• _EXERCISE DETAILS_
Would you copy all lines in the data that contain the word "below"?

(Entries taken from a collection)
'''
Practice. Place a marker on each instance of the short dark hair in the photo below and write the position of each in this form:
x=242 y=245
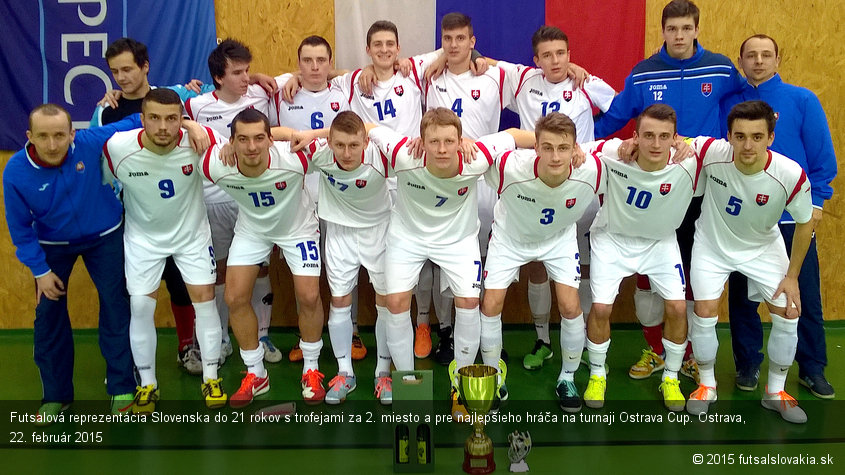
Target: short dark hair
x=228 y=50
x=348 y=122
x=50 y=109
x=314 y=40
x=455 y=20
x=662 y=112
x=122 y=45
x=555 y=123
x=161 y=95
x=759 y=37
x=250 y=116
x=382 y=25
x=548 y=33
x=752 y=110
x=680 y=9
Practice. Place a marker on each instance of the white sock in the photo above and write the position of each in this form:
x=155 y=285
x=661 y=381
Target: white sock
x=598 y=355
x=209 y=337
x=674 y=357
x=142 y=336
x=585 y=296
x=254 y=361
x=222 y=310
x=705 y=344
x=571 y=344
x=383 y=363
x=310 y=354
x=649 y=307
x=783 y=340
x=540 y=303
x=423 y=294
x=400 y=340
x=340 y=335
x=491 y=340
x=467 y=335
x=261 y=293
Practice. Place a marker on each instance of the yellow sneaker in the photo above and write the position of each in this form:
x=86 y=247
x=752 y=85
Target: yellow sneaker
x=673 y=398
x=649 y=363
x=215 y=396
x=594 y=395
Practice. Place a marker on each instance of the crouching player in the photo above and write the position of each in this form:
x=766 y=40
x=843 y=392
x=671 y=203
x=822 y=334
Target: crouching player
x=748 y=188
x=541 y=197
x=634 y=232
x=273 y=208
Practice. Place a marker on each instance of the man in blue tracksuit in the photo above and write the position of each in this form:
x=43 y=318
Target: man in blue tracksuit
x=802 y=134
x=693 y=81
x=58 y=209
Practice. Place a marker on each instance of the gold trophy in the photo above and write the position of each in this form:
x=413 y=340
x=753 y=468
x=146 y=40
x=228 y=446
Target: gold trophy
x=477 y=387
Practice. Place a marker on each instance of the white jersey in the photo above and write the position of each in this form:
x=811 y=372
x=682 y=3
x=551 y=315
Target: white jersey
x=645 y=204
x=528 y=210
x=535 y=97
x=395 y=103
x=209 y=110
x=272 y=206
x=356 y=198
x=477 y=100
x=432 y=209
x=310 y=110
x=162 y=193
x=740 y=212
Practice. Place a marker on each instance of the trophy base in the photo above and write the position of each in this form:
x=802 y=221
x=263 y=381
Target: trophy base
x=479 y=464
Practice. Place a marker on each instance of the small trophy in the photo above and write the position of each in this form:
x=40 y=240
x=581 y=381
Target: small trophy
x=518 y=450
x=477 y=387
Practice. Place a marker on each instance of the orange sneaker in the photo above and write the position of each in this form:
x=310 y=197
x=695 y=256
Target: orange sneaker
x=359 y=351
x=422 y=341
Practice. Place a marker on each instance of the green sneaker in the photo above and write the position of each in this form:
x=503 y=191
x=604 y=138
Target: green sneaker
x=542 y=351
x=122 y=403
x=49 y=412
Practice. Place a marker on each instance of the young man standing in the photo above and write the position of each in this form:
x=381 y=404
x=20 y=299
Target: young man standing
x=165 y=216
x=748 y=189
x=274 y=209
x=803 y=135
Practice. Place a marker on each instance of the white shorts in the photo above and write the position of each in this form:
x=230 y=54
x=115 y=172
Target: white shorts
x=301 y=254
x=222 y=218
x=710 y=270
x=583 y=230
x=559 y=253
x=460 y=264
x=615 y=257
x=347 y=249
x=144 y=264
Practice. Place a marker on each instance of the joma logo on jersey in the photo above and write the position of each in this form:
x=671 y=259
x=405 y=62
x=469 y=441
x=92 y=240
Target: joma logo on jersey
x=718 y=181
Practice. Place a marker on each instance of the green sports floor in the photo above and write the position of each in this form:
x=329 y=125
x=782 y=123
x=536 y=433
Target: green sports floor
x=632 y=434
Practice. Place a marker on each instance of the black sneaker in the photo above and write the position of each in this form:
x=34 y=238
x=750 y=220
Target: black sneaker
x=818 y=385
x=444 y=353
x=747 y=380
x=567 y=396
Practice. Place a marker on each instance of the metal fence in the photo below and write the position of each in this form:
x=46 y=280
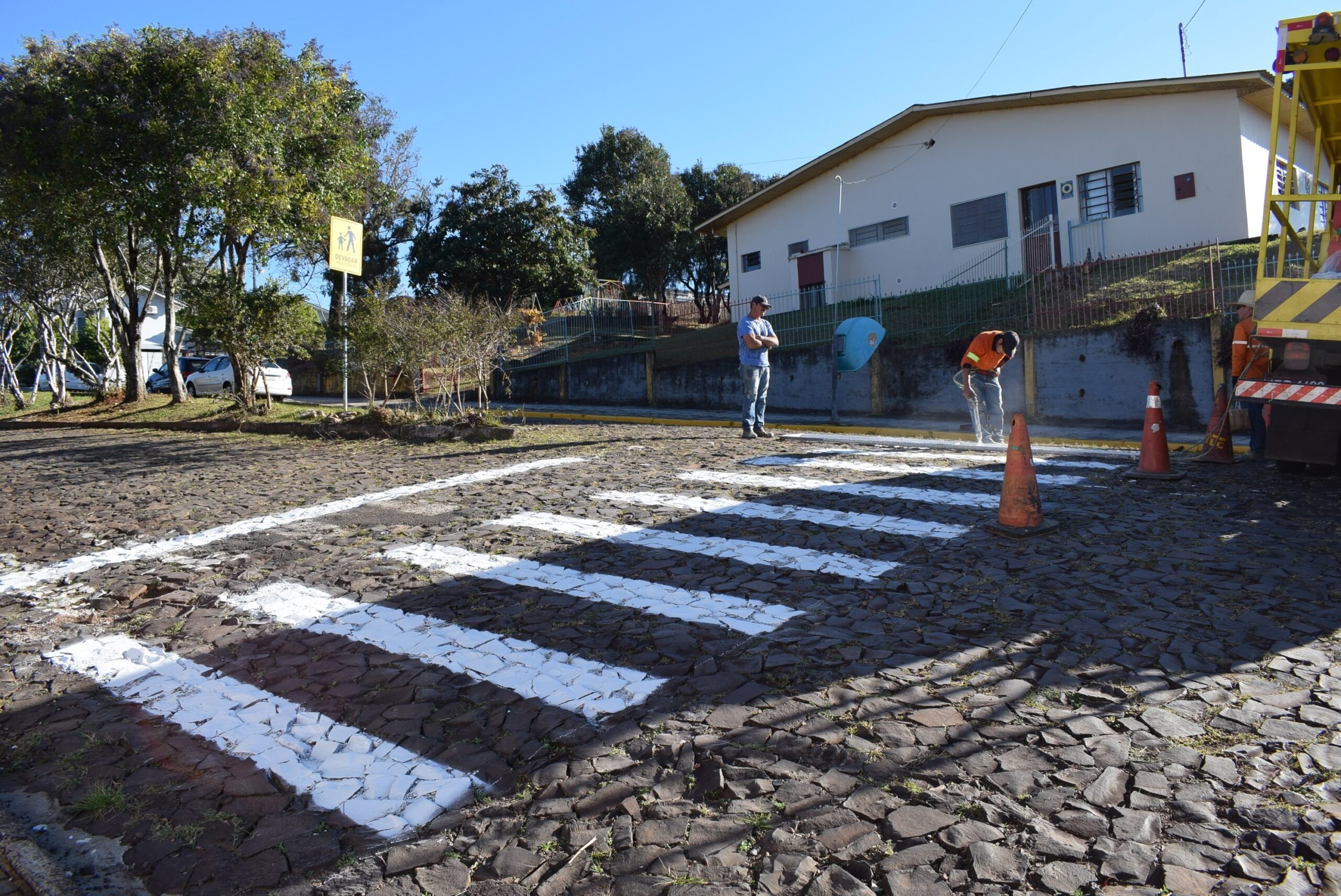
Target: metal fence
x=1184 y=282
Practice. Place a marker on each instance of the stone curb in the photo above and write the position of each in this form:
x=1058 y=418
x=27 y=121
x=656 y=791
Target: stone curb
x=30 y=863
x=411 y=433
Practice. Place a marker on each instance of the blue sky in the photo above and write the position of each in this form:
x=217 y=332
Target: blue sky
x=767 y=85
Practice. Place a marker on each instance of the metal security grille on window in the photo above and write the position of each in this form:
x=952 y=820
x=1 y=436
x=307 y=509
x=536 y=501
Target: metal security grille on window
x=1112 y=192
x=876 y=233
x=980 y=220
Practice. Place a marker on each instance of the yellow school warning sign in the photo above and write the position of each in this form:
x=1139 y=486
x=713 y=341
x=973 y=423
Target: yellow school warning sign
x=346 y=246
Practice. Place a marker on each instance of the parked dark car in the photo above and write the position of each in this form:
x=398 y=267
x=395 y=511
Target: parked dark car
x=159 y=380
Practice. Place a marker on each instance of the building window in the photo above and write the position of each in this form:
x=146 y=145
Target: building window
x=876 y=233
x=1112 y=192
x=980 y=220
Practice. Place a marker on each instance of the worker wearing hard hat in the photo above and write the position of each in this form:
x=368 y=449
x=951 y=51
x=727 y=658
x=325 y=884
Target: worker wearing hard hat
x=1250 y=360
x=980 y=376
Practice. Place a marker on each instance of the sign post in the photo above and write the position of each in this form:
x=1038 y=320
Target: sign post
x=346 y=257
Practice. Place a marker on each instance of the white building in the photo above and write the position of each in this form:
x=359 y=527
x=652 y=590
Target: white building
x=939 y=188
x=151 y=335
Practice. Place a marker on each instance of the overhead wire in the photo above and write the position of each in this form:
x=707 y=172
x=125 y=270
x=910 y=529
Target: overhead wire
x=931 y=141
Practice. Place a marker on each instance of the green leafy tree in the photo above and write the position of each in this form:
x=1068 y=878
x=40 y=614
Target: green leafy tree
x=167 y=154
x=703 y=263
x=624 y=190
x=485 y=239
x=391 y=197
x=251 y=325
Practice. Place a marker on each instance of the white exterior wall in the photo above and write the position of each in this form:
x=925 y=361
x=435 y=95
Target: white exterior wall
x=1256 y=149
x=986 y=153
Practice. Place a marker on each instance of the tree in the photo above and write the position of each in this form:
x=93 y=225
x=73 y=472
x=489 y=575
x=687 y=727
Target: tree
x=379 y=328
x=703 y=263
x=252 y=326
x=624 y=190
x=391 y=199
x=167 y=154
x=485 y=239
x=46 y=289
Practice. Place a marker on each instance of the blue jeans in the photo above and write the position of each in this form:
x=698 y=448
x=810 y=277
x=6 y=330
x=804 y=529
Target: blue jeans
x=1257 y=435
x=985 y=408
x=757 y=396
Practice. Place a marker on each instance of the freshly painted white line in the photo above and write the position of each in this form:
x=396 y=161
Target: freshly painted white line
x=78 y=565
x=372 y=781
x=757 y=553
x=908 y=470
x=786 y=513
x=707 y=608
x=526 y=668
x=966 y=457
x=859 y=490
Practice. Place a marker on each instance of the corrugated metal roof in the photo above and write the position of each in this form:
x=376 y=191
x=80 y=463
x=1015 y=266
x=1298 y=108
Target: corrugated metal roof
x=1245 y=82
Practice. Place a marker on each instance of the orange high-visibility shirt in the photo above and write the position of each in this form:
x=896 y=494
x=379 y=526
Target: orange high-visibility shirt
x=1251 y=360
x=981 y=356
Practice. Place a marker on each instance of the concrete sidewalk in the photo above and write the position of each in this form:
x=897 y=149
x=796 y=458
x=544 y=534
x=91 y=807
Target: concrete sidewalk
x=1091 y=435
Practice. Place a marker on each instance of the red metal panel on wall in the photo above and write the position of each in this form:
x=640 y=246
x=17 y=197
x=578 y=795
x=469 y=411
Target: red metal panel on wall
x=810 y=270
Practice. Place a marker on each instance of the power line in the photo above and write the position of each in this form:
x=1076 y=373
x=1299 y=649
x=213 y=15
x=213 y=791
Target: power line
x=1002 y=47
x=931 y=142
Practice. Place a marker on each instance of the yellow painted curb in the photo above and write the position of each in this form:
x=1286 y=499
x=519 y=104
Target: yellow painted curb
x=840 y=429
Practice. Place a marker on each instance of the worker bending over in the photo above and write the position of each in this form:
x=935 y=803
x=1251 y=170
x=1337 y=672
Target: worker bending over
x=980 y=376
x=1250 y=361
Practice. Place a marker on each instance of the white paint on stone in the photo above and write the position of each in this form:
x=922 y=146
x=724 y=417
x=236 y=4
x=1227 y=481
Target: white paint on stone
x=858 y=490
x=908 y=470
x=80 y=565
x=338 y=766
x=746 y=552
x=559 y=679
x=786 y=513
x=707 y=608
x=964 y=457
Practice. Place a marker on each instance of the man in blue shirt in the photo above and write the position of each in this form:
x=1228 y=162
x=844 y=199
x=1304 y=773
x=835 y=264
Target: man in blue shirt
x=755 y=337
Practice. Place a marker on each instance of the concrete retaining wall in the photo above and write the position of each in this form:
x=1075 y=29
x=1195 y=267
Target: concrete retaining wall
x=1093 y=376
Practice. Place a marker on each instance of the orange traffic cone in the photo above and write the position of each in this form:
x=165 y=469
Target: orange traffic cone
x=1218 y=445
x=1021 y=512
x=1155 y=445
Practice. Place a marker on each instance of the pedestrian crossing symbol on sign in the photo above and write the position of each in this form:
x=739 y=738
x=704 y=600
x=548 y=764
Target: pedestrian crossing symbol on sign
x=346 y=251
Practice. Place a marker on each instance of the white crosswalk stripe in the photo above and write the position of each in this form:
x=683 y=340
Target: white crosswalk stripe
x=707 y=608
x=80 y=565
x=908 y=470
x=859 y=490
x=372 y=781
x=786 y=513
x=746 y=552
x=966 y=457
x=526 y=668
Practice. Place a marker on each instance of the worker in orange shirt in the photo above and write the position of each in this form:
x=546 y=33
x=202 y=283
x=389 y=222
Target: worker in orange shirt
x=980 y=376
x=1250 y=361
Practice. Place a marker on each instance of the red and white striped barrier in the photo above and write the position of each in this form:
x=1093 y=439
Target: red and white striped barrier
x=1265 y=391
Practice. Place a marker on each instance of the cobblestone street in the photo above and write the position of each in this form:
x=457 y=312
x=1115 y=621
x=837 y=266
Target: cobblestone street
x=644 y=660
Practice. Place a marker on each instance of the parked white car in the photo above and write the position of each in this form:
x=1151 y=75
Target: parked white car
x=218 y=378
x=73 y=381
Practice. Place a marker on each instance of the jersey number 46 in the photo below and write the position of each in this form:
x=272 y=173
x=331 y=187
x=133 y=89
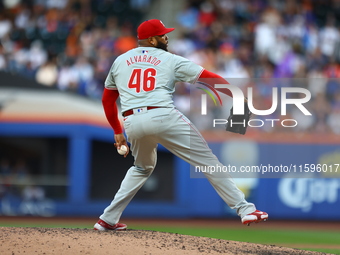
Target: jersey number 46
x=141 y=79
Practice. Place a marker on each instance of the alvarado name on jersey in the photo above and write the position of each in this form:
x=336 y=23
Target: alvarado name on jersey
x=143 y=58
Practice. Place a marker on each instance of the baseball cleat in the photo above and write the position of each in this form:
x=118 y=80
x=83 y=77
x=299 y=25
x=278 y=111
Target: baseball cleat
x=256 y=217
x=103 y=226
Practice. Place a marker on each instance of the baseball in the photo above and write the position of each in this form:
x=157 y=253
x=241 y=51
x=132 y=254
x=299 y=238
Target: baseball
x=122 y=150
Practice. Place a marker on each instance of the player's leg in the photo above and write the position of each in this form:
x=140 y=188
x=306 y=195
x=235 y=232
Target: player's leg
x=144 y=151
x=184 y=140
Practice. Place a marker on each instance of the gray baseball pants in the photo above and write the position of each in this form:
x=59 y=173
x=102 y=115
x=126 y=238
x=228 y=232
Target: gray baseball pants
x=169 y=127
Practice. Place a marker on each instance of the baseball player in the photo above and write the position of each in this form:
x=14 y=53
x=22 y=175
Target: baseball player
x=145 y=78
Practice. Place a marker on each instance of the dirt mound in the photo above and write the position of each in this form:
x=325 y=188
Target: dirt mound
x=64 y=241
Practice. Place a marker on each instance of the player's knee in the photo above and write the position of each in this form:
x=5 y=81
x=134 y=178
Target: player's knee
x=145 y=170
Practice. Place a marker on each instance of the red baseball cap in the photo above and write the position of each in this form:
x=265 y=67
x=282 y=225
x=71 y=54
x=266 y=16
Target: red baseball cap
x=152 y=27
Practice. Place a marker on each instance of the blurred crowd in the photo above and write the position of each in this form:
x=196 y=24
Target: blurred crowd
x=71 y=44
x=269 y=43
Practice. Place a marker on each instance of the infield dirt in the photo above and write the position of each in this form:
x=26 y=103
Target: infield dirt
x=65 y=241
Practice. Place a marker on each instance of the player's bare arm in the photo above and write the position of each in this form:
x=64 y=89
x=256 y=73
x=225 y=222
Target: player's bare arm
x=111 y=111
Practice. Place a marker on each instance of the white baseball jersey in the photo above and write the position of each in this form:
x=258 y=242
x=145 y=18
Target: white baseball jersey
x=142 y=70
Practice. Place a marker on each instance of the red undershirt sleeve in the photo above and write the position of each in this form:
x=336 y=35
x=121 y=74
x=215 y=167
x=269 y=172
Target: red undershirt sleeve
x=111 y=110
x=214 y=79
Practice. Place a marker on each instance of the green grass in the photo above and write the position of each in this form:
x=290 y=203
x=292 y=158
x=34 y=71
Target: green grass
x=278 y=237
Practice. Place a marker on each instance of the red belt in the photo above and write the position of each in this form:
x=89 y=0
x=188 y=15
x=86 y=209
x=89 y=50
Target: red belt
x=130 y=112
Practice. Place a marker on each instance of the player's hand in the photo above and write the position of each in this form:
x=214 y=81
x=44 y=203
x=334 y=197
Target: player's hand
x=121 y=140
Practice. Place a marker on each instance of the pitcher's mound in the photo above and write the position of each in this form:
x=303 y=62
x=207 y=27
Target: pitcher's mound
x=62 y=241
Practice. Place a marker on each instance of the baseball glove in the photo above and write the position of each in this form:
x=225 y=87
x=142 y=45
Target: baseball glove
x=238 y=123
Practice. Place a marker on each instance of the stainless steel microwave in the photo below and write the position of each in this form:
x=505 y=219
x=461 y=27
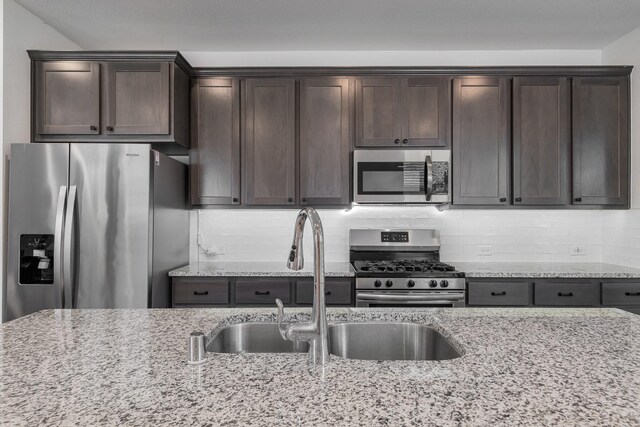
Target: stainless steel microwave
x=401 y=176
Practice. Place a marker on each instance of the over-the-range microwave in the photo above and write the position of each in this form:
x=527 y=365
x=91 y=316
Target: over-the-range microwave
x=401 y=176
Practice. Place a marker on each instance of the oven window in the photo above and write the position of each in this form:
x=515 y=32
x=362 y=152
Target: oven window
x=391 y=178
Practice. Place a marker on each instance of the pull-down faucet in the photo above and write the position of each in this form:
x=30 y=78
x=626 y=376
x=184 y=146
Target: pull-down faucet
x=315 y=331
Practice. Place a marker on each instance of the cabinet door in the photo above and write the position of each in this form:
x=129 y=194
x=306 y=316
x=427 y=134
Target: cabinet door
x=137 y=98
x=601 y=141
x=67 y=98
x=324 y=141
x=378 y=112
x=481 y=141
x=215 y=153
x=426 y=117
x=269 y=142
x=541 y=127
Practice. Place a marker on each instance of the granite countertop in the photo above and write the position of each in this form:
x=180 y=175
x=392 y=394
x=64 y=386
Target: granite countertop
x=564 y=270
x=128 y=367
x=258 y=269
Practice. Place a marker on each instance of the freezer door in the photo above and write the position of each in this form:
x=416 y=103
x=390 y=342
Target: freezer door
x=37 y=192
x=109 y=228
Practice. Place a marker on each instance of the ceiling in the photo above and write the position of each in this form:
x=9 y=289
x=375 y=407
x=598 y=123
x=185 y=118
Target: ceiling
x=330 y=25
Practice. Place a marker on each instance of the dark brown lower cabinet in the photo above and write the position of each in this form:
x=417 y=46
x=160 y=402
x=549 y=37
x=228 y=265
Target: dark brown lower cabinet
x=257 y=291
x=532 y=292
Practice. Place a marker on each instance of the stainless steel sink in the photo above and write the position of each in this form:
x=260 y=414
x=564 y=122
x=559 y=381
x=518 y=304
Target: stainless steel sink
x=389 y=341
x=351 y=340
x=254 y=338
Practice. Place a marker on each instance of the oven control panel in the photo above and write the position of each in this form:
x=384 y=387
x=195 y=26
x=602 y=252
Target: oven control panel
x=394 y=237
x=408 y=283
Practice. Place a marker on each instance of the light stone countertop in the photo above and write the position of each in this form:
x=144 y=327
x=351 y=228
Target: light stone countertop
x=258 y=269
x=527 y=366
x=564 y=270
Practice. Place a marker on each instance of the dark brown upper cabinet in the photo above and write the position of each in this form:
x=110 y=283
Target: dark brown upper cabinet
x=67 y=98
x=269 y=142
x=111 y=97
x=481 y=140
x=325 y=141
x=601 y=141
x=215 y=142
x=137 y=98
x=541 y=140
x=395 y=111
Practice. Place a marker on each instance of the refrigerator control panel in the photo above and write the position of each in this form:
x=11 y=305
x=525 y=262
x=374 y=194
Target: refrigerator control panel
x=36 y=259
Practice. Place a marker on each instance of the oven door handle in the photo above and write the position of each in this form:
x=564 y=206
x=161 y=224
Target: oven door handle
x=409 y=297
x=428 y=178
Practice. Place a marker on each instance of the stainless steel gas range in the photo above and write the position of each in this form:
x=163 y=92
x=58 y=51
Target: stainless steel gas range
x=402 y=268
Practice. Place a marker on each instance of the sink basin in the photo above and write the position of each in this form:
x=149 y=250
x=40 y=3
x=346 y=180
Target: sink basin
x=389 y=341
x=254 y=338
x=351 y=340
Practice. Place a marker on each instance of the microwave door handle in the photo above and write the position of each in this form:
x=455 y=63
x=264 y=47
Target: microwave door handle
x=428 y=178
x=58 y=247
x=69 y=235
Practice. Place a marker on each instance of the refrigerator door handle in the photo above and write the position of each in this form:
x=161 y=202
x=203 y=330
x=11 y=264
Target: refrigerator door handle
x=69 y=223
x=58 y=248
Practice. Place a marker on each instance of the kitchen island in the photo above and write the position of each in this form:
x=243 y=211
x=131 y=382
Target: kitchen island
x=528 y=366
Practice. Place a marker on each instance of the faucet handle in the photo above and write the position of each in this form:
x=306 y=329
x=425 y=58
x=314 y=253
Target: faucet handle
x=282 y=325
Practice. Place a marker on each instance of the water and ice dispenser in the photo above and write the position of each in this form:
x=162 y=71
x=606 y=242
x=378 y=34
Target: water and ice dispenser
x=36 y=259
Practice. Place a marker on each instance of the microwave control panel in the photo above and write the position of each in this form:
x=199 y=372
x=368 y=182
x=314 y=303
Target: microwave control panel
x=394 y=237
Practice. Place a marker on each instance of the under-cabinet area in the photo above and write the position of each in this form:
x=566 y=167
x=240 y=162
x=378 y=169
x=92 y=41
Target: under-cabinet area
x=211 y=292
x=553 y=137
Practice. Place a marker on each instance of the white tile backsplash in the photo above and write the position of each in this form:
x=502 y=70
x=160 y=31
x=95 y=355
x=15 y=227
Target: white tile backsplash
x=514 y=236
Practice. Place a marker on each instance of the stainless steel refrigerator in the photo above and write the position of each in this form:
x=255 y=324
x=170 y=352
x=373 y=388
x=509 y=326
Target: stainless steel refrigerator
x=93 y=226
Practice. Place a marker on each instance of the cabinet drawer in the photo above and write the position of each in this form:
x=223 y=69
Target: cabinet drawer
x=201 y=292
x=499 y=293
x=262 y=291
x=566 y=294
x=620 y=293
x=336 y=292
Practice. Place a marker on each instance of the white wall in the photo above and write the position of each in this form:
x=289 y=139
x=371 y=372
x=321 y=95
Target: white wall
x=21 y=31
x=393 y=58
x=621 y=230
'''
• _YOUR RESPONSE_
Practice. Place a marker on each instance of the short dark hair in the photo below and write the position of each in this form:
Practice. Place a marker on each instance of the metal fence in the photo below and write the position of each in this form:
Practice. Place a marker on each instance of the jersey number 46 in the photo below and write the position of each in this form:
Practice. Place a marker on each instance of the stainless steel microwave in the photo below and write the position of each in this form:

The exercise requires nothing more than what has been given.